I get a lot (okay, not a lot, but let's pretend half a dozen is a lot) of emails from people who find my blog who are newly diagnosed that ask me lots of questions. How do I keep my BP down? What diet do I adhere to? What alternative methods are available? How do you manage pain?
Biggest one of all--HOW DO I STOP THIS DISEASE FROM PROGRESSING?
I don't really have any answers, especially not to the big one. But 4 years into this, I've learned some things. And I've given up some things. And so this is how I live with PKD:
I eat like a normal person. Over the years, I've tried lots of different diets. I even went vegetarian for a year, and the result was increased creatnine levels, 10lb weight loss (which sounds good, but can be really bad. In my case, it was bad), and a constant feeling of hunger and general crappiness. I was happy and relieved when Dr. Steinman's dietitian told me that eating a cup of broccoli with my hamburger was probably more beneficial than leaving out that hamburger altogether.
So now I just eat mostly normal food. I work hard not to eat food out of the box, to prepare stuff fresh. I don't always succeed, and I don't beat myself up about it the nights my family eats Kraft Mac'n'cheese. I don't eat ham, bacon, beef jerky or sausage (well, okay, sometimes I eat sausage, but only if my husband grills it) because of the high sodium content. I almost never eat canned food, and if I do buy it, I always (or I try to always) buy low sodium varieties. Since changing to this diet, I've gained back my 10lbs (which is a good thing), my creatnine has stabilized, and, most importantly, I feel a thousand times better. So, that's what I'm going with until somebody tells me something different.
I manage my pain with exercise. And not only some exercise--really regular exercise. I need to work out at least 3 times a week to keep my flank pain away, but when I do manage that, it's like magic. No pain. I know that I haven't been moving enough when I feel pain again. It's not an exact correlation; last night my kidneys were really bothering me, and I ran a 5k on Saturday and another 3 miles on the trail on Monday, so sometimes pain just comes, no matter what. But flank pain used to be my constant companion. Since I've stepped up my activity, that's not the case. And that's been really nice.
+ + +
## What to do
a) According to the post about living with PKD, how often does the writer need to work out to keep flank pain away?
b) Carry on the post about living with PKD from where it stops.

[Extracted data entries]
+ + +
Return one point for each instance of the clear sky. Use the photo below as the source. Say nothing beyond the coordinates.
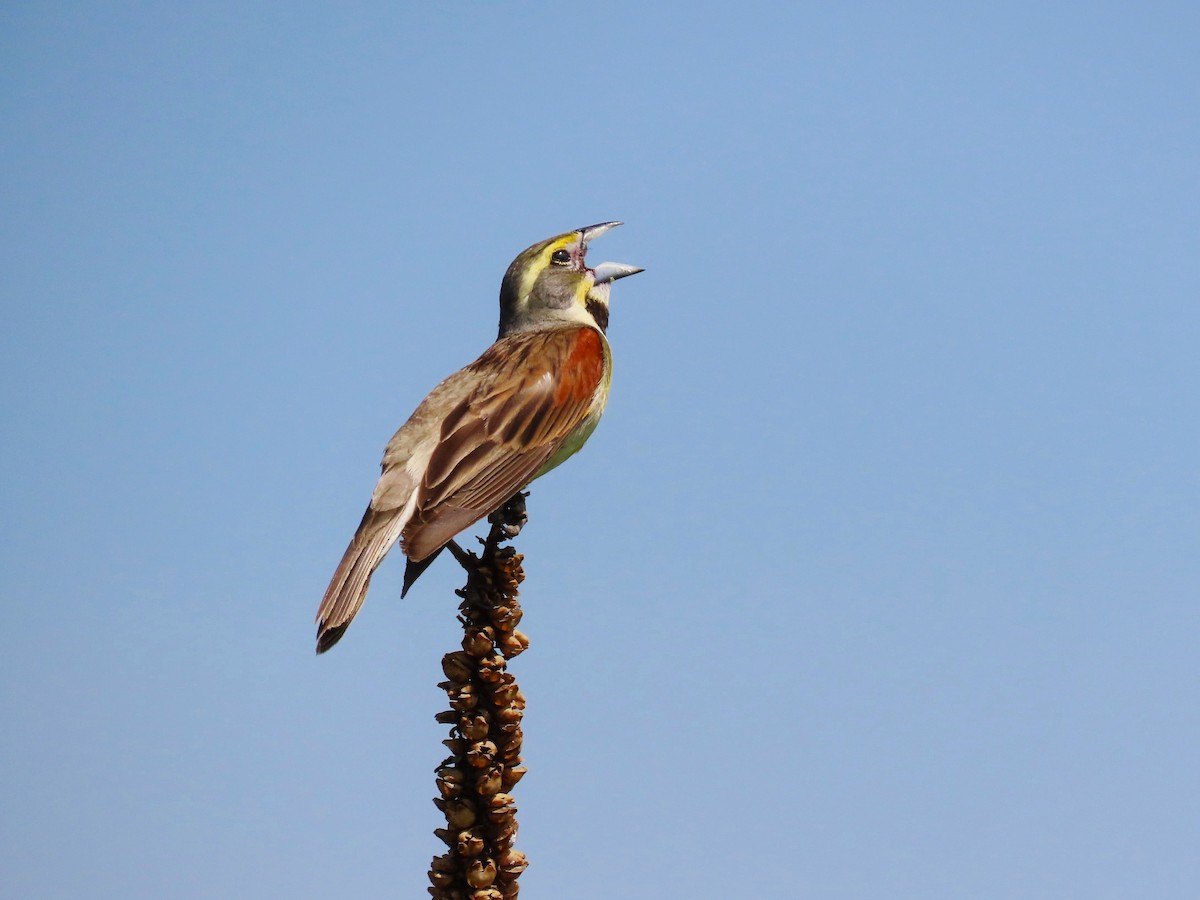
(880, 577)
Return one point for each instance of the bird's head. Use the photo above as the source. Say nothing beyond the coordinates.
(550, 283)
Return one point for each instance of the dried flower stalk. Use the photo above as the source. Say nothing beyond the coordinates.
(486, 708)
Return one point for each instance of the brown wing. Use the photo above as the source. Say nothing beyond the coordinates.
(535, 389)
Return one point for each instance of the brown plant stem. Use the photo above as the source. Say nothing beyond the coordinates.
(485, 714)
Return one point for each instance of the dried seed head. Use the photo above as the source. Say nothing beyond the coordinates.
(459, 666)
(442, 880)
(490, 781)
(450, 783)
(511, 863)
(509, 718)
(479, 642)
(469, 844)
(491, 669)
(505, 694)
(463, 697)
(475, 727)
(460, 814)
(481, 873)
(513, 643)
(481, 754)
(501, 808)
(510, 775)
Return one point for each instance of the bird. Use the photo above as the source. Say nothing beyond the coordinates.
(531, 401)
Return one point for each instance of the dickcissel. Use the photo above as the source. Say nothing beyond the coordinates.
(528, 403)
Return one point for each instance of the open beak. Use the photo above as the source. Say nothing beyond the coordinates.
(606, 273)
(611, 271)
(592, 232)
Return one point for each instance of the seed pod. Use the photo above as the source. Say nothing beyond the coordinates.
(511, 863)
(479, 642)
(511, 774)
(481, 754)
(509, 719)
(460, 814)
(469, 843)
(475, 727)
(490, 781)
(491, 667)
(481, 873)
(459, 666)
(463, 697)
(514, 643)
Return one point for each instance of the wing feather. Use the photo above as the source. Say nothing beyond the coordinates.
(535, 389)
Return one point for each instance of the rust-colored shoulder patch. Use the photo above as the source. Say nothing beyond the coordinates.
(582, 367)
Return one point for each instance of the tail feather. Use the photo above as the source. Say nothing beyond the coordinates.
(348, 587)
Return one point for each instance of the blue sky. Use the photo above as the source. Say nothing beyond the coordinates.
(880, 577)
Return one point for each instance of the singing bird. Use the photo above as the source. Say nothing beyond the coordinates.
(531, 401)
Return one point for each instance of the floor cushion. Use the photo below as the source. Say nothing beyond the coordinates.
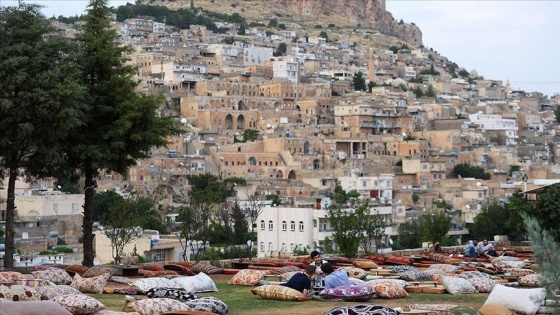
(440, 309)
(364, 264)
(357, 273)
(247, 277)
(93, 285)
(208, 304)
(156, 282)
(98, 270)
(79, 303)
(158, 273)
(34, 283)
(50, 292)
(199, 283)
(156, 306)
(207, 269)
(465, 310)
(16, 292)
(494, 309)
(278, 292)
(32, 308)
(180, 295)
(525, 301)
(76, 269)
(457, 285)
(482, 285)
(351, 293)
(387, 289)
(55, 275)
(361, 310)
(8, 277)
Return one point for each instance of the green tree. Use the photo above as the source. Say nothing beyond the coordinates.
(121, 125)
(122, 224)
(434, 226)
(496, 220)
(40, 101)
(359, 81)
(347, 220)
(409, 234)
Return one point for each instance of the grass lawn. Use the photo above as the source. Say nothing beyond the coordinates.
(241, 301)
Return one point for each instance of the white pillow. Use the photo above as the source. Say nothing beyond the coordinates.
(155, 282)
(525, 301)
(199, 283)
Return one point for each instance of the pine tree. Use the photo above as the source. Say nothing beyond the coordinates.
(39, 100)
(121, 125)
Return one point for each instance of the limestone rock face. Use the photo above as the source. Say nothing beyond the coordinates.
(367, 13)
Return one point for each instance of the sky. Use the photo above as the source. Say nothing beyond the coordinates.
(513, 40)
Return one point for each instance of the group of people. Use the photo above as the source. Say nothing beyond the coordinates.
(475, 250)
(319, 273)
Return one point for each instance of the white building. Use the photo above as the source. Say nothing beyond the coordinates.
(256, 56)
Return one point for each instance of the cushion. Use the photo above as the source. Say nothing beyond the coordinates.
(93, 285)
(56, 275)
(16, 292)
(494, 309)
(34, 283)
(98, 270)
(444, 267)
(464, 310)
(475, 274)
(525, 301)
(353, 293)
(415, 275)
(208, 304)
(357, 273)
(79, 303)
(158, 273)
(170, 293)
(364, 264)
(207, 269)
(156, 306)
(532, 280)
(457, 285)
(8, 277)
(247, 277)
(199, 283)
(76, 269)
(440, 309)
(50, 292)
(388, 289)
(361, 309)
(32, 308)
(278, 292)
(482, 285)
(158, 282)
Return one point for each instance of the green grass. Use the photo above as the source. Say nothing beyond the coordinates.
(240, 300)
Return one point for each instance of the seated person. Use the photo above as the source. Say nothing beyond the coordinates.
(333, 278)
(317, 262)
(301, 281)
(488, 249)
(470, 250)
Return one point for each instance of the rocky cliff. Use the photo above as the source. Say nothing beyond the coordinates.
(367, 13)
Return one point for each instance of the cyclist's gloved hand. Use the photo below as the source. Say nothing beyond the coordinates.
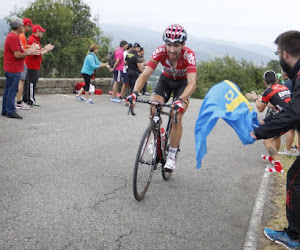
(178, 104)
(132, 97)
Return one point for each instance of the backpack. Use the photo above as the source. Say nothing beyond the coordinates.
(111, 59)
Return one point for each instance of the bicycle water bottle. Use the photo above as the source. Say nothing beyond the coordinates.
(163, 135)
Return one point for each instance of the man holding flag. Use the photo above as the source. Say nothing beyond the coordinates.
(278, 96)
(288, 50)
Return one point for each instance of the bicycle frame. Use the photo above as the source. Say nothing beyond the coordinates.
(155, 122)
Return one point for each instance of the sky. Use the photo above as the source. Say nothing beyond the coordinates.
(240, 21)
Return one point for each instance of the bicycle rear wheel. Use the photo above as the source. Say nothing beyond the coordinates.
(145, 163)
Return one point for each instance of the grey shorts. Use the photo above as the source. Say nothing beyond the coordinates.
(24, 73)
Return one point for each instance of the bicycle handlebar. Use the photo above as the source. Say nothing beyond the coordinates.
(155, 103)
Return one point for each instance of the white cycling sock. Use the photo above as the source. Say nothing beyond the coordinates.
(172, 153)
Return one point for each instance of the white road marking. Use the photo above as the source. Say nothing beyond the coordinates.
(252, 236)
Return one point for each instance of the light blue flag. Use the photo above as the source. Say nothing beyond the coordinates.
(224, 100)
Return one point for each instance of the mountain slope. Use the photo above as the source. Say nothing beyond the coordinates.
(205, 49)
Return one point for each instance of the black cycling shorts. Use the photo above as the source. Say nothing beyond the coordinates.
(166, 86)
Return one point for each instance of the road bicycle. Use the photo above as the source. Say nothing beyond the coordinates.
(153, 149)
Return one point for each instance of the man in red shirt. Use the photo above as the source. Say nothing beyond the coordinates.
(278, 96)
(34, 62)
(27, 28)
(179, 73)
(13, 65)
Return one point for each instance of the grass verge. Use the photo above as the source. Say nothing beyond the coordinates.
(277, 220)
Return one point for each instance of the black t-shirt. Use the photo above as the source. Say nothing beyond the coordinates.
(278, 95)
(132, 60)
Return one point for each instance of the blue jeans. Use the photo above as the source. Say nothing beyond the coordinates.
(10, 92)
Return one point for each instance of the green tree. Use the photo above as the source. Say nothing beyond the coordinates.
(244, 73)
(70, 27)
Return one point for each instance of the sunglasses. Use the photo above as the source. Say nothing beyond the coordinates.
+ + +
## Your written answers
a) At least 3 times a week.

b)
I keep my BP down with meds. I'd like to say the exercise helps, and maybe it does, but I wouldn't trust exercise alone to keep me healthy. That's the bummer part of it all, but I'm grateful for meds that keep me stable.
I don't know how to stop this disease from progressing, but I do know that thinking about it can make a person crazy with fear and anxiety. I've worked through that part of the equation with some anti-depressants. I've never been on them before, and I was hesitant to add another medication to the mix. After all, can't I just depend on the endorphin rush from running to keep me sane?
Apparently not. The night my husband found me, at 3am, curled up in the bathtub sobbing was the night I decided that I couldn't live like this.
I'm grateful for those kinds of meds, too. With them, I'm able to approach life with a lot less anxiety and anger, and my family has benefited from having a wife and mother who is physically AND mentally stable. I have been told, as a rough estimate, that probably about 50% of people with PKD are being treated for mild-moderate depression. So either PKD is kind of a big thing to manage emotionally, or genetically, we're all seriously whacked. Either way, I love my Lexapro.
So that's the gospel according to me. Everybody is different, and I don't expect everybody to live like me. Coming up on the 4th anniversary of my diagnosis, this is how I am living with PKD.